The task - Set out exactly every line of the entries below, starting at the line that holds "Objective: locate each instance of the window" and stopping after the line that holds "Objective: locate each instance of the electrical".

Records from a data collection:
* * * * * * * * *

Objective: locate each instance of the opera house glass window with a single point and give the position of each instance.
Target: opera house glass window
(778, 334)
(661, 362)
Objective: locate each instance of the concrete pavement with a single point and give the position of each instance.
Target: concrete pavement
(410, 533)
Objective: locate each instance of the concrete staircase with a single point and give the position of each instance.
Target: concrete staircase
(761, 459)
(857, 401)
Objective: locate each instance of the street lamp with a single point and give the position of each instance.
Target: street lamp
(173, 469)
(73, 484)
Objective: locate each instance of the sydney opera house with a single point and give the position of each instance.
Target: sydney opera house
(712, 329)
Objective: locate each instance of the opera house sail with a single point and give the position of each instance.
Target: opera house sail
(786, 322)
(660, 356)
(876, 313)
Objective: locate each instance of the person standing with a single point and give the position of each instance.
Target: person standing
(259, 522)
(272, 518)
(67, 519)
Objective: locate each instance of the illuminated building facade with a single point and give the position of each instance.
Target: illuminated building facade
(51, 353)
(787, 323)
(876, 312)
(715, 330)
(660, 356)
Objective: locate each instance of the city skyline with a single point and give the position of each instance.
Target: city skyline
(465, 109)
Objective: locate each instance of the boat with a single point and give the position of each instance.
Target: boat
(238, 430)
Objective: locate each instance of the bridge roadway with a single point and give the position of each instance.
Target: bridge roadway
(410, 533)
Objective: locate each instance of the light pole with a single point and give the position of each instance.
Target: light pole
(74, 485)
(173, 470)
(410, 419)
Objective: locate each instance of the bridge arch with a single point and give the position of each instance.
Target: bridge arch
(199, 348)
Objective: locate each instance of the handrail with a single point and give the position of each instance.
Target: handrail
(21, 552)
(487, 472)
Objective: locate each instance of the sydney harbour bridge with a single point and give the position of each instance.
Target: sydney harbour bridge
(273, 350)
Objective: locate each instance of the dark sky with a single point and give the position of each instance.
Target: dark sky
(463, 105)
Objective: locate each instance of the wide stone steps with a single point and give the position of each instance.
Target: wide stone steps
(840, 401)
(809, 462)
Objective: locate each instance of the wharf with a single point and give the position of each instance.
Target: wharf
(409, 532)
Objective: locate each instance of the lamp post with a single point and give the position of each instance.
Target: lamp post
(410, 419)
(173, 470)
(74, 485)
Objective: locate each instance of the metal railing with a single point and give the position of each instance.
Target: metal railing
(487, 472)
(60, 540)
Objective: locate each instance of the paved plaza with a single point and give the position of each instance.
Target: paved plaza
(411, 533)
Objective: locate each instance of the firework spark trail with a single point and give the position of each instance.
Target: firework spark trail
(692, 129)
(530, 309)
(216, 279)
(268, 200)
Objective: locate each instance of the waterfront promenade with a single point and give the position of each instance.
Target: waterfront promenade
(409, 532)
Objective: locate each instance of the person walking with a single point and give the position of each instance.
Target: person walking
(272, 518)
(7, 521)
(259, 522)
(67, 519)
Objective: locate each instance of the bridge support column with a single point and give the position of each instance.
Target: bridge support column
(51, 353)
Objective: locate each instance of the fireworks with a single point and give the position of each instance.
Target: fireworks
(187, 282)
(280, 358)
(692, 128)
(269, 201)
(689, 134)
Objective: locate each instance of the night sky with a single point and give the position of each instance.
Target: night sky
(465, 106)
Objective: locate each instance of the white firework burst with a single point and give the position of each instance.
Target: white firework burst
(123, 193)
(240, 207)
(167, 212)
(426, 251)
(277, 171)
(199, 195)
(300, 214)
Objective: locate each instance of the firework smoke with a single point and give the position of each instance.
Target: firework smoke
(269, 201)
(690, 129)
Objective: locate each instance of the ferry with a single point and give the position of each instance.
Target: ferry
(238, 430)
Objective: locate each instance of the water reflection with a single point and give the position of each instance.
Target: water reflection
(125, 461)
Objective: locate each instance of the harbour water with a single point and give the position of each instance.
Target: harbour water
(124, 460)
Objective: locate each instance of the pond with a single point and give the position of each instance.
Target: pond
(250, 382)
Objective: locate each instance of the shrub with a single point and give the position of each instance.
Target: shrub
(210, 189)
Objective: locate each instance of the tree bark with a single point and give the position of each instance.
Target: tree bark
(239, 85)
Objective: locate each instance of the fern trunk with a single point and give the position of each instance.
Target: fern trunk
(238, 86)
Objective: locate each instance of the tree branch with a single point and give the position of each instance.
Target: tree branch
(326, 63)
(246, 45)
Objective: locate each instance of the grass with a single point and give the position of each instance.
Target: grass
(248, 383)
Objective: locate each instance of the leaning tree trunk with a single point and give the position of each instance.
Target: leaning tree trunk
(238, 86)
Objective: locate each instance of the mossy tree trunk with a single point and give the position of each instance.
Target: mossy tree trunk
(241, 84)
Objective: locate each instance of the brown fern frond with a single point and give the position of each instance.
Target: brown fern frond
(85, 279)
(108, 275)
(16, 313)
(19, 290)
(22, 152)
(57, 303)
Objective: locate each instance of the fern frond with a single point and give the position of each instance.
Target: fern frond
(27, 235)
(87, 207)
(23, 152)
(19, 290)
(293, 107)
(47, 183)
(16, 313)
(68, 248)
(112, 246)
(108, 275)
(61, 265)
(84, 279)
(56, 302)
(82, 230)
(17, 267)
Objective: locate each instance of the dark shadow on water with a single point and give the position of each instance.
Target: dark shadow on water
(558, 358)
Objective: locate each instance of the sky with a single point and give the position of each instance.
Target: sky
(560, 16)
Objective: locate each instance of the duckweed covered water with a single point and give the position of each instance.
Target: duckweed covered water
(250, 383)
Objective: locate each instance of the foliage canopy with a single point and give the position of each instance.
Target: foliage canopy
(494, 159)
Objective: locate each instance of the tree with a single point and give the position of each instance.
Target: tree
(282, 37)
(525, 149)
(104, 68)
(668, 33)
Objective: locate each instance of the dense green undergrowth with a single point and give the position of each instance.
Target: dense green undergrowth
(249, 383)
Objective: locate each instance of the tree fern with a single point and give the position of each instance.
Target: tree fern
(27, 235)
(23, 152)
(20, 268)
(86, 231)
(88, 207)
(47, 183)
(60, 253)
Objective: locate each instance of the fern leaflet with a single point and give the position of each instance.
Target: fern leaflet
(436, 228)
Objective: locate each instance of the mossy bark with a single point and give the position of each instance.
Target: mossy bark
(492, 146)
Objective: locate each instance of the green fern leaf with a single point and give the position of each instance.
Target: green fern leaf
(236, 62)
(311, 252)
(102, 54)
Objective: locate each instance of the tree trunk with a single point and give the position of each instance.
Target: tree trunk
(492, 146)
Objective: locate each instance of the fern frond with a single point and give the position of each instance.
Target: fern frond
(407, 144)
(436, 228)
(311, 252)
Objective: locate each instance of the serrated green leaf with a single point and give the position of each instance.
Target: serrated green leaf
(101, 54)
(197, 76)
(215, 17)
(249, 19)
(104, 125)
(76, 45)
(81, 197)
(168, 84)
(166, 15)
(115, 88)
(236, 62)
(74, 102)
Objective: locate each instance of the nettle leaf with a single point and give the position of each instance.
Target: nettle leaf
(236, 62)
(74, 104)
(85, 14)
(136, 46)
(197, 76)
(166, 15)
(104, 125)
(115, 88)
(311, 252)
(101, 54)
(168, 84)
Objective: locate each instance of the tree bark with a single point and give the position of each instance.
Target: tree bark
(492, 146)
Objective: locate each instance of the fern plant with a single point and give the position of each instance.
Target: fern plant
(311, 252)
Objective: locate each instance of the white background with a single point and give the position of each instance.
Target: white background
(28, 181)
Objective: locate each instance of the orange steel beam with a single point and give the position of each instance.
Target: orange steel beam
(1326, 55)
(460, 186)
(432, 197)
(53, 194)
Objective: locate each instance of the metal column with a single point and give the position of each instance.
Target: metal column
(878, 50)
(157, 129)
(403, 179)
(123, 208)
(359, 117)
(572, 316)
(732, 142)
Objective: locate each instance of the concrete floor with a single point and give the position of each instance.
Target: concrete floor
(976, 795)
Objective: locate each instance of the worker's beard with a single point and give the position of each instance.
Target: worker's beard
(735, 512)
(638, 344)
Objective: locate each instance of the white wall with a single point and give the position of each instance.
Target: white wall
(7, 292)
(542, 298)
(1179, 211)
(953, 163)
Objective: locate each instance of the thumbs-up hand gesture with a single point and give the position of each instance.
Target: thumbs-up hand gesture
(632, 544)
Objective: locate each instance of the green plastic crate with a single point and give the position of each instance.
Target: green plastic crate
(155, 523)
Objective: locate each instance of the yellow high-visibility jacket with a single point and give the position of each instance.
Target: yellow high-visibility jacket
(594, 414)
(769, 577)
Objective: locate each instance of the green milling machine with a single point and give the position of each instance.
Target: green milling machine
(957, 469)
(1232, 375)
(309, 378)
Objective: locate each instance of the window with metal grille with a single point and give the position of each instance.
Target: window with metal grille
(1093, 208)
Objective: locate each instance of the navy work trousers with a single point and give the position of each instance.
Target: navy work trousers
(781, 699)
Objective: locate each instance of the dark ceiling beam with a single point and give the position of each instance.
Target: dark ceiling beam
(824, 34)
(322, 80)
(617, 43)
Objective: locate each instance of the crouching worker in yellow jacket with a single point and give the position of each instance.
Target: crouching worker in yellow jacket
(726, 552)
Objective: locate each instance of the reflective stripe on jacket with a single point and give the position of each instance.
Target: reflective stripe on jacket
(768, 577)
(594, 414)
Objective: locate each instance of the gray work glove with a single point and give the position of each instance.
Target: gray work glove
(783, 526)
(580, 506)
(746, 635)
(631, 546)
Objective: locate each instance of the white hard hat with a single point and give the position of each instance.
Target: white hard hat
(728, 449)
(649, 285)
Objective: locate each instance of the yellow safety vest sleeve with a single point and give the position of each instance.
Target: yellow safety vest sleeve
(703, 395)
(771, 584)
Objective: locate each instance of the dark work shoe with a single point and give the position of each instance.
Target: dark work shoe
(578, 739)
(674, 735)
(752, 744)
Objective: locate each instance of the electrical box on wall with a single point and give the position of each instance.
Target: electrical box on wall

* * * * * * * * *

Response to this exercise -
Objective: locate each instance of the window with metal grille with a single point and give the position of each instance.
Target: window with metal grille
(1093, 208)
Objective: locate each instance of the navy work trousers with a single point and give the position of each instance.
Target: navy work trousers
(781, 699)
Objective: locate each instance of the dark ceiling beam with a single point and give the position of each instance.
Target: dark ceiling beam
(824, 34)
(322, 80)
(617, 43)
Objective: locate each instance of the crouching worker in yellow jacket with a single point and give the position of each instance.
Target: crouching worker in yellow jacket
(726, 552)
Objective: locate each instance of the reflective stripe on jacket with a single point and give the position of each instance.
Target: reflective stripe on jacket
(768, 577)
(594, 414)
Objective: locate each instance of the gray work glove with a single point and give the position of each instance.
Target: gray work glove
(783, 526)
(580, 506)
(746, 635)
(631, 546)
Objective: locate each instance of the white hard hat with a single point and give the position of each instance.
Target: white hard hat
(728, 449)
(649, 285)
Objective: locate each instance of the yellow safety vest sleeve with a single point and give the position of each instance.
Target: yellow safety vest sleeve
(703, 395)
(771, 584)
Objective: locate each instance of the dark work shoe with a single point and give the position of each instance.
Target: dark work shoe
(578, 739)
(674, 735)
(752, 744)
Objective: locate each instance of the electrical box on wall with a single point and give the position of each instance.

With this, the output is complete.